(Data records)
-- -- --

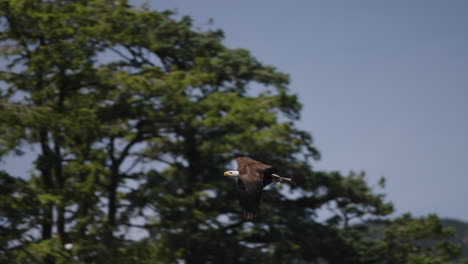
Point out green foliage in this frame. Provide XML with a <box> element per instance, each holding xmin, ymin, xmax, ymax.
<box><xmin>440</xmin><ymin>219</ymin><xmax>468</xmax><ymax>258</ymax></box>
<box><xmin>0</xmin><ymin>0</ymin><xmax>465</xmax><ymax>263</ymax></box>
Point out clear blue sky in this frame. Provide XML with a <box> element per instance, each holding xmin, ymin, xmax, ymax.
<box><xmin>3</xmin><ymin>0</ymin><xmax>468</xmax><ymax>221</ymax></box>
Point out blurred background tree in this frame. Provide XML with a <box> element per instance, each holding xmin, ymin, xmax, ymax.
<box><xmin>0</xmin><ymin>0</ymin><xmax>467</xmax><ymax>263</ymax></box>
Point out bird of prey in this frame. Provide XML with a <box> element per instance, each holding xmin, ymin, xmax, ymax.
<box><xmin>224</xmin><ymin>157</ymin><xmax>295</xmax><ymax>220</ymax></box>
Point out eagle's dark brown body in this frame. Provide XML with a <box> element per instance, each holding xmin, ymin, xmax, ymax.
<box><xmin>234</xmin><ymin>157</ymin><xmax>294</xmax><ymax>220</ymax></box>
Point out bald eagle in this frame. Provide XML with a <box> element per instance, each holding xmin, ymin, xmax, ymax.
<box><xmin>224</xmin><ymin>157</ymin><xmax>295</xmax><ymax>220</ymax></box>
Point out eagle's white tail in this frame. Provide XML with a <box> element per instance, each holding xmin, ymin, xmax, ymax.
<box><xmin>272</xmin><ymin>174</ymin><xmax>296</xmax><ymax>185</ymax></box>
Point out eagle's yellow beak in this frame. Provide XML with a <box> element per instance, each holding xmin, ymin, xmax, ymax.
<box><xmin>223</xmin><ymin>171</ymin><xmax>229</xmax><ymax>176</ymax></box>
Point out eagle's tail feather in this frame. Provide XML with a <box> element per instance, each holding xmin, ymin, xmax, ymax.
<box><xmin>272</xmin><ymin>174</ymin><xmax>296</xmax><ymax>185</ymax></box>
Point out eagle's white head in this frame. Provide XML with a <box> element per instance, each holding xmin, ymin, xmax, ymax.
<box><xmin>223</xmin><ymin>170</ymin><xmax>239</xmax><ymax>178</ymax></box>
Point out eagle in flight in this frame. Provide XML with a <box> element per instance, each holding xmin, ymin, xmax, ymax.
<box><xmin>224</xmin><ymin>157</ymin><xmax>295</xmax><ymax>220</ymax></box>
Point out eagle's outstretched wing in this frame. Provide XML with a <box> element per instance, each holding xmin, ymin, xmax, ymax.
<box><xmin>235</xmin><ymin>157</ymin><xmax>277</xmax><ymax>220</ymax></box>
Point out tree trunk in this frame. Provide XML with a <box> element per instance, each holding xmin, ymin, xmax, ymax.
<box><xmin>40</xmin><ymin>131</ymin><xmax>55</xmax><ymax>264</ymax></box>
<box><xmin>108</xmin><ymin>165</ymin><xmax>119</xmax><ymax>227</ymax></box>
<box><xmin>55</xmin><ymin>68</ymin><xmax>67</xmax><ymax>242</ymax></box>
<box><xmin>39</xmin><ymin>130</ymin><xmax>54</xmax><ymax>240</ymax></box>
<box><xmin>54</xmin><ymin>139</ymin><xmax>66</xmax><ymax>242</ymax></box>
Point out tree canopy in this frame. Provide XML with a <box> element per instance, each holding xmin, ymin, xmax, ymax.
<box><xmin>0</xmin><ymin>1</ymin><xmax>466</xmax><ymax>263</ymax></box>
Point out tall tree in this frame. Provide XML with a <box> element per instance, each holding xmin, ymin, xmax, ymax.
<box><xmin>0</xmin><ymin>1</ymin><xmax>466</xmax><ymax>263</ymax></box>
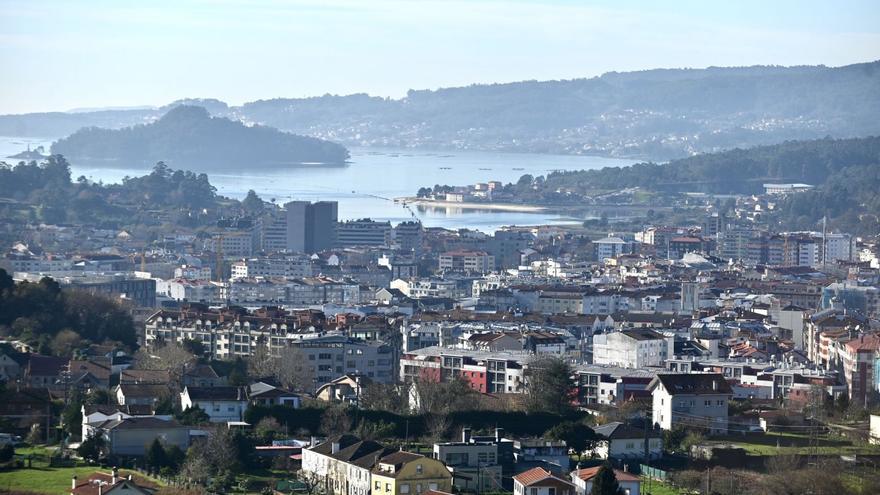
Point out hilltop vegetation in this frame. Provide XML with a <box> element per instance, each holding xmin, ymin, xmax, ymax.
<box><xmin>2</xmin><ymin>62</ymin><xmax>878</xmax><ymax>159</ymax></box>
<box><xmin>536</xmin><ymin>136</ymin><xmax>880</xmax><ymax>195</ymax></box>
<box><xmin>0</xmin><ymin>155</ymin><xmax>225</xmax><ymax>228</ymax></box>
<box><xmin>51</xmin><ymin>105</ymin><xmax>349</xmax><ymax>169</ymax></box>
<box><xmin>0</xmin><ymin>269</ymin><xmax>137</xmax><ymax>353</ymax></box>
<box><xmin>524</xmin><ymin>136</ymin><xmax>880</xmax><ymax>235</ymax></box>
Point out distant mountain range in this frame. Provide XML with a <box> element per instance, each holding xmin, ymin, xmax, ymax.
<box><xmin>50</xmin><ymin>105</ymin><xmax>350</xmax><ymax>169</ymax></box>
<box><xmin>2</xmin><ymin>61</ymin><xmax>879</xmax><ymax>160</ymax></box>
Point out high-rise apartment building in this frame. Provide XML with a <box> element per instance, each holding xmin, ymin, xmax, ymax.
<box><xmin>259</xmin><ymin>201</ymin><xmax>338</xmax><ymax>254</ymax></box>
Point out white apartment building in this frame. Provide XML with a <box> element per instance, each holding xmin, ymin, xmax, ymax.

-- -- --

Without any pictures, retype the records above exactly.

Point out green foliage in this frame. Provide XML with a <box> element per instance, each holding xmin, ymin, xmax, ymax.
<box><xmin>440</xmin><ymin>219</ymin><xmax>468</xmax><ymax>258</ymax></box>
<box><xmin>0</xmin><ymin>0</ymin><xmax>465</xmax><ymax>263</ymax></box>
Point out clear blue sky in this frame. Provide XML with a <box> element per instance, each holding xmin, ymin, xmax, ymax.
<box><xmin>3</xmin><ymin>0</ymin><xmax>468</xmax><ymax>221</ymax></box>
Point out blurred background tree in this frame. Provide XML with a <box> element per instance, each holding xmin, ymin, xmax, ymax.
<box><xmin>0</xmin><ymin>0</ymin><xmax>467</xmax><ymax>263</ymax></box>
Point out bird of prey in this frame. Provide XML with a <box> element per instance, each holding xmin, ymin, xmax, ymax.
<box><xmin>224</xmin><ymin>157</ymin><xmax>295</xmax><ymax>220</ymax></box>
Point out eagle's dark brown body in this frame. Provide XML with a <box> element per instance, each holding xmin, ymin, xmax, ymax.
<box><xmin>234</xmin><ymin>157</ymin><xmax>294</xmax><ymax>220</ymax></box>
Point out bald eagle in this frame. Provide XML with a <box> element per instance, each holding xmin, ymin, xmax, ymax.
<box><xmin>224</xmin><ymin>157</ymin><xmax>295</xmax><ymax>220</ymax></box>
Point out eagle's white tail in this frame. Provide XML with a <box> element per instance, each holding xmin, ymin, xmax, ymax.
<box><xmin>272</xmin><ymin>174</ymin><xmax>296</xmax><ymax>185</ymax></box>
Point out eagle's yellow beak in this frame. Provide XML with a <box> element per instance, each holding xmin, ymin, xmax, ymax.
<box><xmin>223</xmin><ymin>171</ymin><xmax>229</xmax><ymax>176</ymax></box>
Point out eagle's tail feather in this frame. Provide XML with a <box> element per instance, each holding xmin, ymin, xmax, ymax.
<box><xmin>272</xmin><ymin>174</ymin><xmax>296</xmax><ymax>185</ymax></box>
Point out eagle's white head in this frame. Provide XML with a <box> element per instance, each holding xmin, ymin, xmax, ymax.
<box><xmin>223</xmin><ymin>170</ymin><xmax>239</xmax><ymax>178</ymax></box>
Point out eagle in flight in this frame. Provide XML with a <box> element per instance, each holding xmin, ymin, xmax, ymax.
<box><xmin>224</xmin><ymin>157</ymin><xmax>295</xmax><ymax>220</ymax></box>
Point out eagle's outstretched wing in this frame. Provide XML with a <box> element per instance, each holding xmin, ymin, xmax, ymax.
<box><xmin>235</xmin><ymin>157</ymin><xmax>277</xmax><ymax>220</ymax></box>
Point out tree trunk in this frame. Provide XML with a <box> element per instance, each holding xmin, ymin, xmax, ymax.
<box><xmin>40</xmin><ymin>131</ymin><xmax>55</xmax><ymax>264</ymax></box>
<box><xmin>108</xmin><ymin>165</ymin><xmax>119</xmax><ymax>227</ymax></box>
<box><xmin>55</xmin><ymin>68</ymin><xmax>67</xmax><ymax>242</ymax></box>
<box><xmin>39</xmin><ymin>130</ymin><xmax>54</xmax><ymax>240</ymax></box>
<box><xmin>54</xmin><ymin>139</ymin><xmax>66</xmax><ymax>242</ymax></box>
Point out tree canopy in this frame. Provide XML with a <box> element per instance, each holding xmin, ymin, xmax, ymax.
<box><xmin>0</xmin><ymin>1</ymin><xmax>466</xmax><ymax>263</ymax></box>
Point out tall tree in this frame. Provide XML with a <box> element per instance, each holding xmin, ymin, xmax, ymax.
<box><xmin>0</xmin><ymin>1</ymin><xmax>466</xmax><ymax>263</ymax></box>
Point out hilltop vegetation in this frame. Provide XML with a <box> element per instance, each holding xmin, ymin, xmax, ymax.
<box><xmin>2</xmin><ymin>62</ymin><xmax>878</xmax><ymax>159</ymax></box>
<box><xmin>536</xmin><ymin>136</ymin><xmax>880</xmax><ymax>195</ymax></box>
<box><xmin>0</xmin><ymin>155</ymin><xmax>225</xmax><ymax>228</ymax></box>
<box><xmin>51</xmin><ymin>105</ymin><xmax>349</xmax><ymax>169</ymax></box>
<box><xmin>0</xmin><ymin>269</ymin><xmax>137</xmax><ymax>353</ymax></box>
<box><xmin>524</xmin><ymin>136</ymin><xmax>880</xmax><ymax>235</ymax></box>
Point out distant mountain range in this frame. Provide XML with a <box> element per instance, each holding xmin, ymin, xmax, ymax.
<box><xmin>50</xmin><ymin>105</ymin><xmax>350</xmax><ymax>169</ymax></box>
<box><xmin>2</xmin><ymin>61</ymin><xmax>879</xmax><ymax>160</ymax></box>
Point out high-rise apartment building in this frame. Provide XML with a <box> element per instance, each holding xmin, ymin, xmax, ymax.
<box><xmin>259</xmin><ymin>201</ymin><xmax>338</xmax><ymax>254</ymax></box>
Point out white apartment building in this frame. Provide XML with a <box> element per instance, each holding xmin, ymin, xmax, ymax.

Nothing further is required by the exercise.